* [Written tasks]:
**a.** In the forum thread about cockatiels using their feet, what does ParrotletsRock say her tiel hen did over the last couple of years?
**b.** Pick up the forum thread on whether cockatiels hold things with their feet, and continue it from its final sentence.

# Do cockatiels pick things up with their feet?



## marceldp (Jan 18, 2016)

ive been looking at conures and whatnot, i think its adorable. do cockatiels do it?


----------



## Lunawolfsong (Mar 31, 2016)

Some do and some don't. It depends on the cockatiel. I've never seen Kirby pick anything up with his feet, but I've heard stories about other tiels doing it.


----------



## ParrotletsRock (Oct 8, 2013)

My tiel hen used to hold things in her foot but over the last couple of years she quit doing it.


----------



## CaliTiels (Oct 18, 2012)

It's a learned behavior for some tiels I think. Either that or they just naturally have the dexterity to do it. Both of mine do it and they do it daily. Oddly, even my budgies attempt to do it from living next to them. They can't really do anything, but once in a blue moon I'll see them pick up a foot and have no idea what to do with it :lol:


----------



## TamaMoo (Jan 12, 2014)

Yep, either they do or they don't. My guy doesn't, but I wish he would because it is adorable. I've tried to teach him but he isn't interested. I suppose this is payback from when mom really wanted me to learn piano as a kid and I just wasn't interested.


----------



## Dylan&Gracie (Nov 21, 2014)

I have one "lifter" and one who never holds anything in her feet. Freddy will hold food and he also loves to lift one foot high in the air while singing to his reflection, it's almost like he's miming the use of a microphone and so cute!

* [Dataset excerpts]:

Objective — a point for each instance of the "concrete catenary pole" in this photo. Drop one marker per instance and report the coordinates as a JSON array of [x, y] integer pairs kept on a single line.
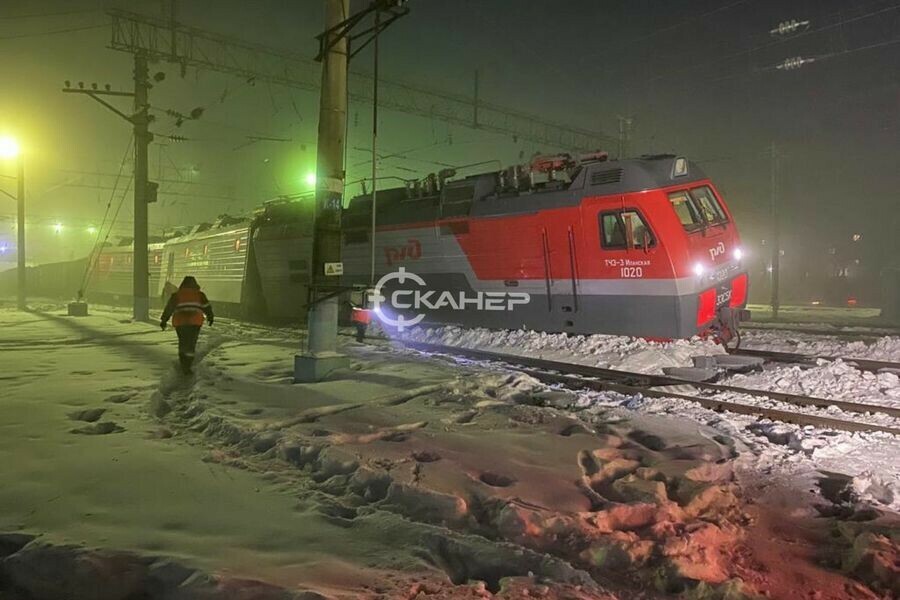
[[321, 357], [142, 140], [22, 277], [374, 145], [776, 236]]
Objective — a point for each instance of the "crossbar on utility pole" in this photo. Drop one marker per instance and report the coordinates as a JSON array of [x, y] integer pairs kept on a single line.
[[140, 123]]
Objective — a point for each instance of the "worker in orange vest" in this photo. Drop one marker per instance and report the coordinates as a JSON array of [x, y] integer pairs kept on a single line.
[[187, 308], [361, 317]]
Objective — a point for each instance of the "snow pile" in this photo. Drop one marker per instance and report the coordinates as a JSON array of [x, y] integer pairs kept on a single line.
[[885, 348], [870, 459], [606, 351], [836, 380]]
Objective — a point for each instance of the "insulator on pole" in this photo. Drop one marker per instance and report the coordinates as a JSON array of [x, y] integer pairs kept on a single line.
[[793, 63], [789, 27]]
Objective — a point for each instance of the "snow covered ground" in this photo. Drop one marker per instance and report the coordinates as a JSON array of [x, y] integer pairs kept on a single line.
[[406, 476], [871, 459], [606, 351]]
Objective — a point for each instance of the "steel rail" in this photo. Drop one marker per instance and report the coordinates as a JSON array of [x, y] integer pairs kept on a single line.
[[863, 364], [601, 379]]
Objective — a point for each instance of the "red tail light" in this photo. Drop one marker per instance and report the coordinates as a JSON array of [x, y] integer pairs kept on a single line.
[[706, 307], [738, 291]]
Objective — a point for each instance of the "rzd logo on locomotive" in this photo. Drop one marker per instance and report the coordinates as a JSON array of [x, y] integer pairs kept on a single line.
[[412, 250], [717, 251]]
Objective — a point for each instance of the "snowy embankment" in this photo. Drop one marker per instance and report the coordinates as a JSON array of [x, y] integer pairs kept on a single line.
[[606, 351], [886, 348], [871, 459]]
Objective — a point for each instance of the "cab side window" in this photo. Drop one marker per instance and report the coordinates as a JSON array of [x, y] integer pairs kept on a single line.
[[709, 206], [620, 230]]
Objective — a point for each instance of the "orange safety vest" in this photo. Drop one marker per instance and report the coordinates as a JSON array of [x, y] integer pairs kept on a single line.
[[189, 305], [361, 315]]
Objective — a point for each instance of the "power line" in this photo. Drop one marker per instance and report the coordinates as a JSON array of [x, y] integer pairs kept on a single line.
[[767, 45], [52, 32], [195, 47], [48, 14], [684, 22]]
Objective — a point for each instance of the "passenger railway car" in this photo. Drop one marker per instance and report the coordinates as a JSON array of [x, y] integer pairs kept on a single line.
[[110, 277], [643, 247]]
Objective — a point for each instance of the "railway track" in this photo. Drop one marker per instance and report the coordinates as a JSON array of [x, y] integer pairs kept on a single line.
[[609, 380], [863, 364], [577, 376]]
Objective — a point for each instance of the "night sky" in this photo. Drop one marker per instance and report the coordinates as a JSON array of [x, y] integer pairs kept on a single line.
[[696, 76]]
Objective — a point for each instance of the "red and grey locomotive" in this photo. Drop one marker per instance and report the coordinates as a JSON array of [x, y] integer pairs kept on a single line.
[[643, 247]]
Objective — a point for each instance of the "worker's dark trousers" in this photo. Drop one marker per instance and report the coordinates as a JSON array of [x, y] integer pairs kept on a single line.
[[187, 344]]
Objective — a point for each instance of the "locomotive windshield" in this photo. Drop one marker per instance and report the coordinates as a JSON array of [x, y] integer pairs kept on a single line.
[[624, 229], [697, 208]]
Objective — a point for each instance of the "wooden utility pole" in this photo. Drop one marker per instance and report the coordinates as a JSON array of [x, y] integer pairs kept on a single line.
[[142, 139]]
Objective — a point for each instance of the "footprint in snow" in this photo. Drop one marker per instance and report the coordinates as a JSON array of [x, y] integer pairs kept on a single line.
[[89, 415], [102, 428]]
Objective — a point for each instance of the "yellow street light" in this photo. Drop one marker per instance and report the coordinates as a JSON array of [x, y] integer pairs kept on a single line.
[[9, 147]]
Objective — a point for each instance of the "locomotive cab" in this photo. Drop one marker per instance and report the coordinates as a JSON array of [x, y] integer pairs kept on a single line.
[[710, 258]]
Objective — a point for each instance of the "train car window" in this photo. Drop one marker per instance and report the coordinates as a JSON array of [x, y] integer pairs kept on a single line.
[[614, 232], [708, 204], [686, 210]]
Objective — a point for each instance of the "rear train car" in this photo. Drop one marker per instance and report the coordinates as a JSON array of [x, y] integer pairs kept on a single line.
[[643, 247]]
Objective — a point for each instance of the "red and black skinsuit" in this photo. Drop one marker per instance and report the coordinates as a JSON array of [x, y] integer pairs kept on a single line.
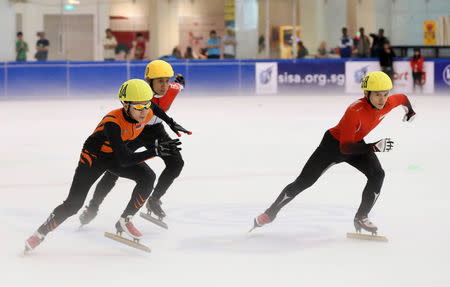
[[345, 143]]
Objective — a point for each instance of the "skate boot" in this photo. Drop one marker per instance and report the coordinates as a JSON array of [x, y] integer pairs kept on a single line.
[[125, 224], [261, 220], [88, 215], [363, 222], [154, 205], [33, 241]]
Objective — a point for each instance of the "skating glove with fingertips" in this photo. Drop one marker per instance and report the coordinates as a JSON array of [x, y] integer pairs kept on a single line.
[[180, 80], [383, 145], [409, 115], [166, 148], [176, 128]]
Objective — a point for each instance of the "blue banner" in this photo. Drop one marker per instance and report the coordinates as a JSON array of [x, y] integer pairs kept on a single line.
[[442, 76]]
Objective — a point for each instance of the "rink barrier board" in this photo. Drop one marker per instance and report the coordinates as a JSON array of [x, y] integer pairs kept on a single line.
[[209, 77]]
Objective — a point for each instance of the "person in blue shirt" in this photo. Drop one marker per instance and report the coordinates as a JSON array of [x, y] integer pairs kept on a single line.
[[346, 44], [214, 45]]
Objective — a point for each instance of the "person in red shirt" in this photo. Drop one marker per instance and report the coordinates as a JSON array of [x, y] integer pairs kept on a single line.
[[345, 143], [106, 150], [157, 75], [417, 69]]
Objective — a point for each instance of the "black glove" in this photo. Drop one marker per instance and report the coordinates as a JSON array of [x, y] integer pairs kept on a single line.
[[180, 80], [409, 115], [383, 145], [166, 148], [176, 128]]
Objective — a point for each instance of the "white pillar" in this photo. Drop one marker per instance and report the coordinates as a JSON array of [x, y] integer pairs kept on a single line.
[[312, 24], [102, 23], [247, 29], [8, 31]]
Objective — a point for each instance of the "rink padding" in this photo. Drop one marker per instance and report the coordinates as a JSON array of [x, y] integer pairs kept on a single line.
[[207, 77]]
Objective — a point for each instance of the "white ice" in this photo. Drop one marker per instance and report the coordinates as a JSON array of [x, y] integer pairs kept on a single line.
[[243, 151]]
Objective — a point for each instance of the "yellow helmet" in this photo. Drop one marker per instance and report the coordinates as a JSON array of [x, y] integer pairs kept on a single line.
[[376, 81], [158, 69], [135, 90]]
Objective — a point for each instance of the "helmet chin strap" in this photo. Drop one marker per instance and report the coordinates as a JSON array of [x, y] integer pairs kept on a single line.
[[150, 83], [368, 100]]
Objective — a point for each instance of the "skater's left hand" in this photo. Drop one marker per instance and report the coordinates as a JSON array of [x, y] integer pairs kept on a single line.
[[167, 148], [180, 80], [409, 115], [176, 128]]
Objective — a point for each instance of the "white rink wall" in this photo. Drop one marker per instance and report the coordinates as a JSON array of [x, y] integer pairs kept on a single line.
[[243, 151]]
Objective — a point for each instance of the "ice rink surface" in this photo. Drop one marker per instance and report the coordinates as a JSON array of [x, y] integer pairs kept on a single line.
[[243, 151]]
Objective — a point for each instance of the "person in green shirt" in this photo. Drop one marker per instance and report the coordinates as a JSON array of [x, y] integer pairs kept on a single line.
[[21, 48]]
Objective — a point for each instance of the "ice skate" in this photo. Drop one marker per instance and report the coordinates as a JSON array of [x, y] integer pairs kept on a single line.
[[363, 223], [261, 220], [154, 206], [125, 225], [34, 240], [88, 215]]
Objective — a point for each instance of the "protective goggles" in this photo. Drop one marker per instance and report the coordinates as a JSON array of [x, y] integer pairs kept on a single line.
[[140, 107]]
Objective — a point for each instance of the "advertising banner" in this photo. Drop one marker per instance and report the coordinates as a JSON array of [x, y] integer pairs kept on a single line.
[[403, 81], [442, 76], [266, 77], [325, 76]]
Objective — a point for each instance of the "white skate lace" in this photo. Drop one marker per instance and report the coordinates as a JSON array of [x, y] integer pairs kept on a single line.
[[367, 222]]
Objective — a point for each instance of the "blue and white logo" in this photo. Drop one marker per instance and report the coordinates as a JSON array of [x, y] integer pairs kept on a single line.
[[266, 75], [446, 75], [360, 74]]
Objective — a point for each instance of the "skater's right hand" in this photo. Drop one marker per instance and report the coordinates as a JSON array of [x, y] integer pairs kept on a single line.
[[383, 145], [166, 148], [176, 128], [409, 116]]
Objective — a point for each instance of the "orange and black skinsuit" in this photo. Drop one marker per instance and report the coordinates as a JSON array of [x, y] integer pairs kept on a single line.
[[106, 150], [154, 130], [345, 143]]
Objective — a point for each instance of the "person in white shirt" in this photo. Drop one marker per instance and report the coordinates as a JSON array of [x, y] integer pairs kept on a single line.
[[109, 46], [229, 44]]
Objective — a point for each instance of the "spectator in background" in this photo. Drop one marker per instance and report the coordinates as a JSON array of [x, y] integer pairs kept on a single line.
[[189, 54], [322, 50], [203, 54], [346, 47], [301, 50], [214, 45], [387, 60], [177, 53], [21, 48], [229, 44], [378, 42], [139, 47], [417, 69], [109, 46], [42, 47], [362, 45]]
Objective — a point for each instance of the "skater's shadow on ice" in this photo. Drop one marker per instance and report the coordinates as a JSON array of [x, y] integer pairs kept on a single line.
[[262, 241]]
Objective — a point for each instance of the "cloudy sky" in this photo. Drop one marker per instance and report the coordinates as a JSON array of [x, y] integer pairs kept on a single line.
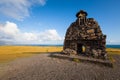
[[46, 21]]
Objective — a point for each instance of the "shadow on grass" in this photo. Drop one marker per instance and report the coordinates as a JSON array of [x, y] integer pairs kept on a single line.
[[80, 59], [39, 52]]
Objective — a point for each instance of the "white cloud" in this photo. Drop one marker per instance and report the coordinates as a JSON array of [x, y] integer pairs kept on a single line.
[[11, 34], [18, 9]]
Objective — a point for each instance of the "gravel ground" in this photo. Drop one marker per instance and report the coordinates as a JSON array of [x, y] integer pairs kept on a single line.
[[43, 67]]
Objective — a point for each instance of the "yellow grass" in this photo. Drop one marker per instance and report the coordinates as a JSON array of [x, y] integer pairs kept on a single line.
[[113, 51], [8, 53]]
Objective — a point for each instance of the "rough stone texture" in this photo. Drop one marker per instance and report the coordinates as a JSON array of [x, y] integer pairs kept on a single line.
[[42, 67], [69, 51], [85, 32]]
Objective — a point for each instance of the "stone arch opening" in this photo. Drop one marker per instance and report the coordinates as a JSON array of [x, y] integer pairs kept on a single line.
[[80, 48]]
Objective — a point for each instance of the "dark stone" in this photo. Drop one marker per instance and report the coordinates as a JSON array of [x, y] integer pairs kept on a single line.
[[85, 32]]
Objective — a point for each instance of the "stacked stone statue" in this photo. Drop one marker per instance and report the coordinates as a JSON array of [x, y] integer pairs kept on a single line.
[[85, 33]]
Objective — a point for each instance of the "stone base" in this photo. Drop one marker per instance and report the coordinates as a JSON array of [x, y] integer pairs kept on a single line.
[[80, 58]]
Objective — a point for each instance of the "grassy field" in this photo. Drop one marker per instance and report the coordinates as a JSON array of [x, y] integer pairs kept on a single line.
[[8, 53]]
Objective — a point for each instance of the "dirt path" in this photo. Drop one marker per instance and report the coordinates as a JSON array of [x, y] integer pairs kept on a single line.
[[43, 67]]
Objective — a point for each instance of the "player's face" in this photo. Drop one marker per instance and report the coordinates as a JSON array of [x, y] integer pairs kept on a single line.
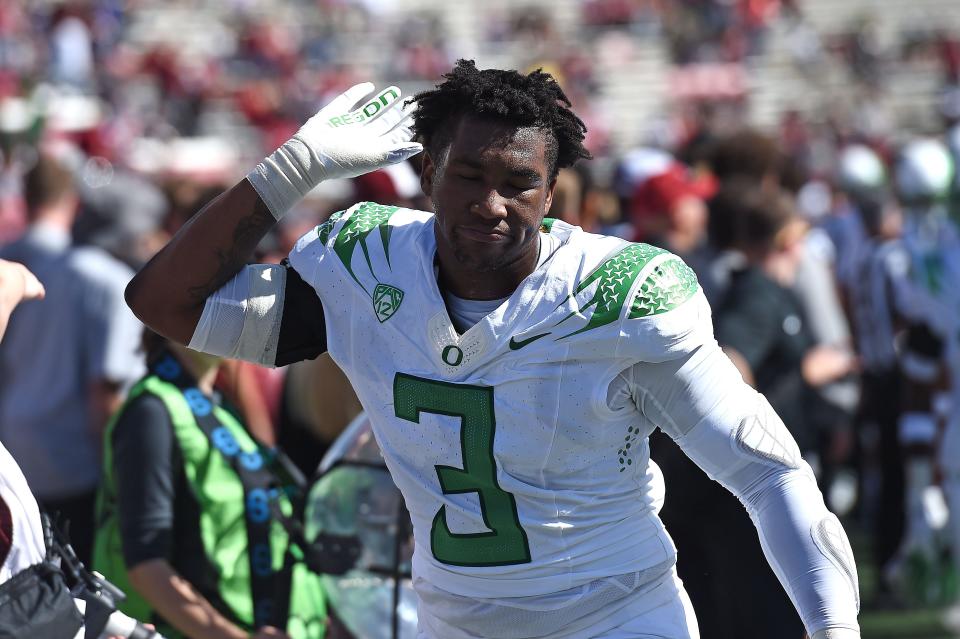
[[490, 192]]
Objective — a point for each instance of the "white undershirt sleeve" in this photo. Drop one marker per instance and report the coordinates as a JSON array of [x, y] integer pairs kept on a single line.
[[242, 319], [733, 434]]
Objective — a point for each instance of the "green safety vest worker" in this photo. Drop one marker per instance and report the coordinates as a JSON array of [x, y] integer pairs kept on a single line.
[[259, 576]]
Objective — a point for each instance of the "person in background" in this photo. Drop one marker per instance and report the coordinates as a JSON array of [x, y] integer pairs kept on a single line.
[[21, 535], [185, 521], [67, 358]]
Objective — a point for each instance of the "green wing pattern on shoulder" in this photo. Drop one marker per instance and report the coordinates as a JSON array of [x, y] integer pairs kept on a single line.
[[364, 219], [614, 278], [670, 284]]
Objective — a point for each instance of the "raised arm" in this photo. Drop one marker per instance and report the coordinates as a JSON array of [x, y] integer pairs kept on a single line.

* [Final results]:
**a.** She quit holding things in her foot.

**b.**
Todd, as far as I know, has never done either behavior. She eats her food right out of the dish without handling it.


----------



## Darkel777 (Jun 7, 2013)

I have only ever seen Pikachu do it, only for large seed like sunflower. Compared to the others though, she's a big girl and must have less trouble balancing on one foot.


----------



## shaenne (Apr 19, 2014)

Odie does it, and i've seen Zoe do it once or twice. Not often though. It's adorable when they do!


----------



## mohum (Sep 5, 2014)

My kakariki picked all his fruit and veg up with his feet. He would sit on the perch with half a grape and looked like a bloke at the bar with a beer in his hand. Peppy and my canary will hold food on their perch with their feet but don't pick it up that way.


----------



## marceldp (Jan 18, 2016)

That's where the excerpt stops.